Work required: Pictures excluded, copy word for word the lines from the one holding "white cloud, giving" through the last line below.

Source material:

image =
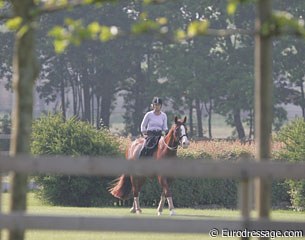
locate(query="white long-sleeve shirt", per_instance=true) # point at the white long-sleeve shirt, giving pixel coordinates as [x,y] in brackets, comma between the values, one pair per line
[153,122]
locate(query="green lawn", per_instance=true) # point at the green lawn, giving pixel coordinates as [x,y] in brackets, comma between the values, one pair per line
[35,206]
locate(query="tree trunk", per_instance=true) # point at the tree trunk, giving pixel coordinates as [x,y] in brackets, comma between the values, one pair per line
[105,109]
[209,111]
[25,70]
[199,118]
[238,124]
[251,130]
[98,115]
[86,94]
[263,103]
[63,102]
[191,124]
[303,99]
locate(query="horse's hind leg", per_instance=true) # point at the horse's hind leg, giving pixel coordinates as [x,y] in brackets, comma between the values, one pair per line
[137,183]
[161,204]
[164,183]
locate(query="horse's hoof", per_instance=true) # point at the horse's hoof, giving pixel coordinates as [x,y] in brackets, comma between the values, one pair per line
[172,213]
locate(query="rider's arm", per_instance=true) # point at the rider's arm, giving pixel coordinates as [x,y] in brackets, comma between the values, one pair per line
[144,124]
[164,127]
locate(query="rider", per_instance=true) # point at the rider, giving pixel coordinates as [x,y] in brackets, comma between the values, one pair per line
[153,123]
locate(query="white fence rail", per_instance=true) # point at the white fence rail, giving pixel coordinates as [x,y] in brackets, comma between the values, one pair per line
[168,167]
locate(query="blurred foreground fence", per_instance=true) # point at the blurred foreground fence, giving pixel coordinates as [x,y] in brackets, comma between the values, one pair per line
[243,171]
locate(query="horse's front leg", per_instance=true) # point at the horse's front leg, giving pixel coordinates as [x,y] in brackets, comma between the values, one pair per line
[137,183]
[161,204]
[168,195]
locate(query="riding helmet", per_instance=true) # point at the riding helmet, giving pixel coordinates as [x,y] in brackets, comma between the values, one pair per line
[157,100]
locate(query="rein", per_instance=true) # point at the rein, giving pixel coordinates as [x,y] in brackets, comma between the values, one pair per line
[176,147]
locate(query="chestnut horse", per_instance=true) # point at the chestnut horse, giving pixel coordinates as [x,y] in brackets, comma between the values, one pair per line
[167,147]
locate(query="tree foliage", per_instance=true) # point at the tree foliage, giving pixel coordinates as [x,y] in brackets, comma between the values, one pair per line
[54,136]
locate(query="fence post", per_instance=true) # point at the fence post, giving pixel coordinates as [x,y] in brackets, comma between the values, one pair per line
[0,201]
[244,199]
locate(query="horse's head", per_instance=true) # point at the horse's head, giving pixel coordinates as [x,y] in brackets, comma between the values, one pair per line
[180,132]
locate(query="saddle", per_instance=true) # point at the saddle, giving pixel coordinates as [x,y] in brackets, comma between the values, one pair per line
[151,143]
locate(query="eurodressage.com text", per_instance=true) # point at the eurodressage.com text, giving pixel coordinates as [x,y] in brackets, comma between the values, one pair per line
[246,233]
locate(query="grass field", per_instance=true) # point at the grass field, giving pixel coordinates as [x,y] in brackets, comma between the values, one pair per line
[36,207]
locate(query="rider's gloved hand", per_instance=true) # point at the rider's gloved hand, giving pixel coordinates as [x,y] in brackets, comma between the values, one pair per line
[164,133]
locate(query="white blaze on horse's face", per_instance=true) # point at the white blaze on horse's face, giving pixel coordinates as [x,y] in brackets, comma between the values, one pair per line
[184,140]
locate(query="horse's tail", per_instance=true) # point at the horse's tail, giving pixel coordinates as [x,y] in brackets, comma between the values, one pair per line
[121,187]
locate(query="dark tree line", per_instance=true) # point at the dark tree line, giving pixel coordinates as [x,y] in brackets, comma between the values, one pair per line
[198,77]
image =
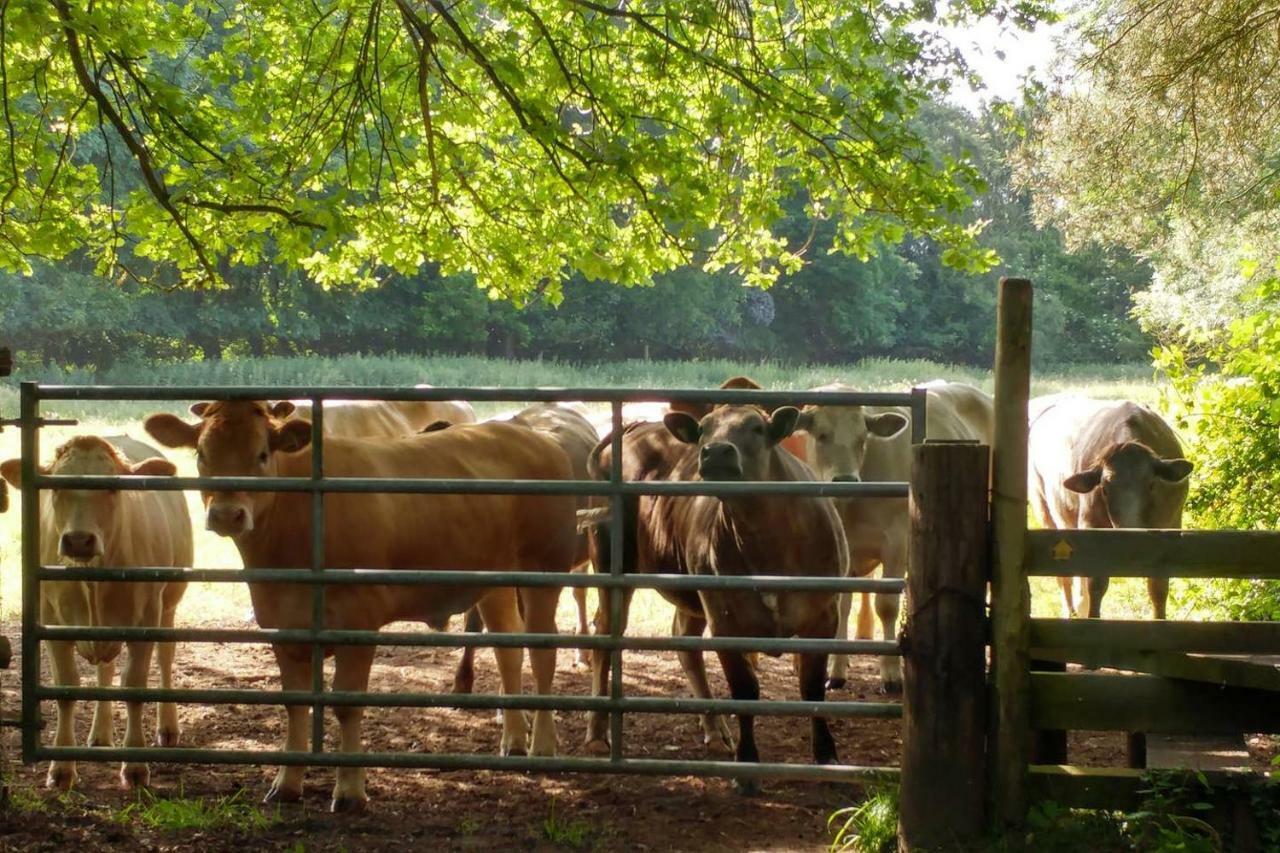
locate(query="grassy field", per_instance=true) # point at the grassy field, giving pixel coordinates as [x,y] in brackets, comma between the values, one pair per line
[229,602]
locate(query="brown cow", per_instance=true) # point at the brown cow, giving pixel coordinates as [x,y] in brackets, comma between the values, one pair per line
[741,536]
[1104,464]
[475,532]
[577,438]
[117,529]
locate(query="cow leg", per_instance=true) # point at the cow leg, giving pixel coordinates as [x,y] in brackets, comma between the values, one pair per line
[1157,588]
[887,606]
[743,684]
[62,657]
[465,676]
[101,733]
[539,606]
[598,721]
[135,774]
[840,665]
[1068,585]
[1093,592]
[716,733]
[865,626]
[295,665]
[501,616]
[168,731]
[581,656]
[351,665]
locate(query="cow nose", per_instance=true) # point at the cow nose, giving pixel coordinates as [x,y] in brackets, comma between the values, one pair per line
[80,544]
[227,520]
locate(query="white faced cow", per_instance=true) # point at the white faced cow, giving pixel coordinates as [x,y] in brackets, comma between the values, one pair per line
[118,529]
[873,443]
[1105,464]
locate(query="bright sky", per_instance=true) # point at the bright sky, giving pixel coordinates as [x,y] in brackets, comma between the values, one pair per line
[1023,53]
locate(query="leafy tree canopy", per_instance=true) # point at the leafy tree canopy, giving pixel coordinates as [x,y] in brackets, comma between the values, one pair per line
[511,138]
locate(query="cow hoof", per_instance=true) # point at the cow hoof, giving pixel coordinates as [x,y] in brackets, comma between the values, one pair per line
[348,804]
[279,794]
[135,776]
[60,778]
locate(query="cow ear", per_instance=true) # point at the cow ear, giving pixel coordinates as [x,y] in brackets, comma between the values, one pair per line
[1175,470]
[282,409]
[682,425]
[886,424]
[782,423]
[1084,482]
[291,437]
[154,466]
[172,430]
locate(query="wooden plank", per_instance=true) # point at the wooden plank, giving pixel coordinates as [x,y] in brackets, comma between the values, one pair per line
[1010,594]
[1107,702]
[945,649]
[1223,638]
[1210,669]
[1153,553]
[1197,752]
[1112,788]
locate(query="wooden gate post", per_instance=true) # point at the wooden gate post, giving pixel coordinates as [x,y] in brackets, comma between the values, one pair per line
[1010,596]
[944,787]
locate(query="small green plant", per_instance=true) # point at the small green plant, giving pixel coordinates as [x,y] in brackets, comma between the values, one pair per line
[868,828]
[572,834]
[179,813]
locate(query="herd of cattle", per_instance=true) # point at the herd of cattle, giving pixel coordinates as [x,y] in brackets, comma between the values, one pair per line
[1092,464]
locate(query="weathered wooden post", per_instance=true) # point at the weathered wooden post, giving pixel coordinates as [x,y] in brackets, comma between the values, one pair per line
[1010,596]
[944,644]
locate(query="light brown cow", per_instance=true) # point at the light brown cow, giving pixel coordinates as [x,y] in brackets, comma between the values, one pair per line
[741,536]
[1104,464]
[379,418]
[577,438]
[474,532]
[117,529]
[853,443]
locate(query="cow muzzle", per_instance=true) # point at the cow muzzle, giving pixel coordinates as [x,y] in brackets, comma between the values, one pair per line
[228,519]
[80,546]
[720,461]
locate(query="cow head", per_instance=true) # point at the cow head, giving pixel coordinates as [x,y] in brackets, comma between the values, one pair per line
[734,442]
[233,438]
[86,519]
[1138,488]
[839,437]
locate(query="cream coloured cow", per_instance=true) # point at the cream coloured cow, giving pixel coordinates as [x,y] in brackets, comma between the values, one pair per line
[1104,464]
[873,443]
[117,529]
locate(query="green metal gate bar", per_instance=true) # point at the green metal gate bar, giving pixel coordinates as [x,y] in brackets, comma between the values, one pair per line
[318,484]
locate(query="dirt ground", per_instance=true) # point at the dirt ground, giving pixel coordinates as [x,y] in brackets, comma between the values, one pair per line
[469,811]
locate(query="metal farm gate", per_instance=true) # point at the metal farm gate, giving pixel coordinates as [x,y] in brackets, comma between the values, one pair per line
[611,582]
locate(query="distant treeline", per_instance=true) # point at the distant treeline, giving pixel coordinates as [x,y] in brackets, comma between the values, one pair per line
[901,304]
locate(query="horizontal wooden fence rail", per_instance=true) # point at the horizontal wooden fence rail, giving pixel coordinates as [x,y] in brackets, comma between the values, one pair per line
[1148,703]
[1153,553]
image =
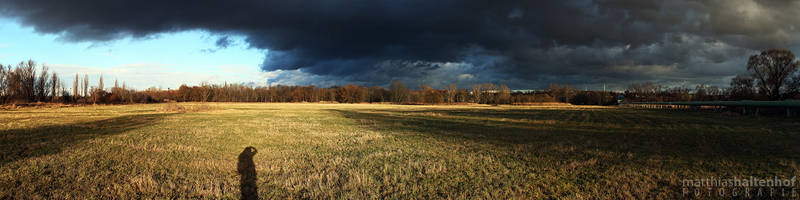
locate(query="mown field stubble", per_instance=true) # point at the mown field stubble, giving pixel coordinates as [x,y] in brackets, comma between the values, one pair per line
[357,151]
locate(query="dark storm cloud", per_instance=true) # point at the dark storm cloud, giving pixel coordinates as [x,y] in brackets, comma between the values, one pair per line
[521,43]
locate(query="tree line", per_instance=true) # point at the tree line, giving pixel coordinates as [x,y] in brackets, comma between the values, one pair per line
[772,75]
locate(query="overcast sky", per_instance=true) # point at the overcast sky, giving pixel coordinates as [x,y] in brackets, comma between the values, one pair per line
[524,44]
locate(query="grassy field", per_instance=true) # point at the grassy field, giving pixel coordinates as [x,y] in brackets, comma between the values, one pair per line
[356,151]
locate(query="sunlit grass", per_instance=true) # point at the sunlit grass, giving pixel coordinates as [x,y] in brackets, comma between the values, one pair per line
[358,151]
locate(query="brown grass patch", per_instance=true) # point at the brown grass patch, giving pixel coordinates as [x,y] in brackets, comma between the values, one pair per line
[175,107]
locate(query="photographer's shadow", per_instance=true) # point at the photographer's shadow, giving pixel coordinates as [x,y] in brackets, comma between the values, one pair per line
[247,172]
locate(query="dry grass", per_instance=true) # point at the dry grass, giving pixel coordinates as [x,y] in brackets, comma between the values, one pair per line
[357,151]
[178,108]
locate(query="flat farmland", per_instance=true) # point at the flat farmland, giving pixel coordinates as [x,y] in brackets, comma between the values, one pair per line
[357,151]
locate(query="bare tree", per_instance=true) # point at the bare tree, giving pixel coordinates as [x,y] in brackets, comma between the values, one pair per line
[399,92]
[100,83]
[85,85]
[42,84]
[772,69]
[54,87]
[742,87]
[450,93]
[75,88]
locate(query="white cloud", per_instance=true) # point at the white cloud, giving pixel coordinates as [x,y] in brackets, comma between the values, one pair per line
[145,75]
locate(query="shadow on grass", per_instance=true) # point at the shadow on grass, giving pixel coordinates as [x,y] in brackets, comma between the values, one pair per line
[247,172]
[677,136]
[18,144]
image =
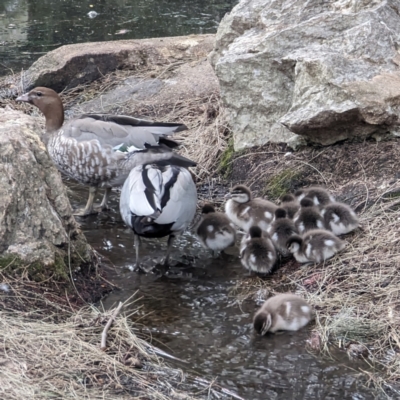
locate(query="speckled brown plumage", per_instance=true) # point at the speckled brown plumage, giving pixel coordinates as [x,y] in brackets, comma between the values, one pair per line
[100,150]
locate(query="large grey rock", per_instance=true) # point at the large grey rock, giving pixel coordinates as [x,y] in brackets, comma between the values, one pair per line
[36,222]
[326,70]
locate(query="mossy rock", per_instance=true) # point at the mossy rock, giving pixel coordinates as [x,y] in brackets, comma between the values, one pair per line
[282,183]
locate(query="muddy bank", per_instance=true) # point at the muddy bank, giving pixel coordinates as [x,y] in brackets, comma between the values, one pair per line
[357,293]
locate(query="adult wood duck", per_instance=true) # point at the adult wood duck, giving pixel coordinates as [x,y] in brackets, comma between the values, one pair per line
[158,200]
[99,150]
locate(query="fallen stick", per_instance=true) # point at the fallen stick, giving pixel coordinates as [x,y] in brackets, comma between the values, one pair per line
[107,327]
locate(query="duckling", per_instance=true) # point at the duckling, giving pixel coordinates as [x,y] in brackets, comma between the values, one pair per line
[290,204]
[315,246]
[283,312]
[258,254]
[245,212]
[318,195]
[281,230]
[215,231]
[308,217]
[339,218]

Reply:
locate(query="white cloud", per_instance=true) # point at the white cloud, giving pixel coordinates as [x,y] in brackets, comma between the values, one pair per line
[145,75]
locate(query="shadow on grass", per_instance=true) # point at the shadow on grass, giving pixel coordinates as [x,y] in brackets, comma between the values, one pair per line
[247,172]
[677,136]
[18,144]
image =
locate(query="speckled brown plumage", per_instance=true) # point at the speckled brown plumage, giving pixel coordinates as [x,y] in brackets, comma between the values, one pair per line
[100,150]
locate(query="large grey rock", per_instance=true) # point at the large grey rock, giving pixel coordinates as [x,y] in brackets, comma between the values, one pair per line
[36,222]
[326,70]
locate(query="mossy rock", per_instance=true) # point at the mossy rock, giving pixel coordinates as [x,y] in brackets, comma between the values, one pair per line
[282,183]
locate(query="muddy bank", per_instance=true) # point at the muddy bank, giving pixel coordinates as [x,y] in brackets, comma between the values, one pair per line
[357,293]
locate(query="adult wood duck", per_instance=true) # point at the adult wood duck, giving pixel coordinates as [x,y] in brackets, comma between the values, one pair per line
[158,200]
[99,150]
locate(query="fallen stick", per_instance=true) # point at the fallen stick, giving pixel coordinates as [x,y] in brackets, comma between the values, one pair per line
[107,327]
locate(query="duckling", per_instance=true) # point at the duckling, giving pixel coordinates as [x,y] in brackets, comma between the values, one pair per line
[290,204]
[315,246]
[283,312]
[258,254]
[245,212]
[318,195]
[281,230]
[215,231]
[308,217]
[339,218]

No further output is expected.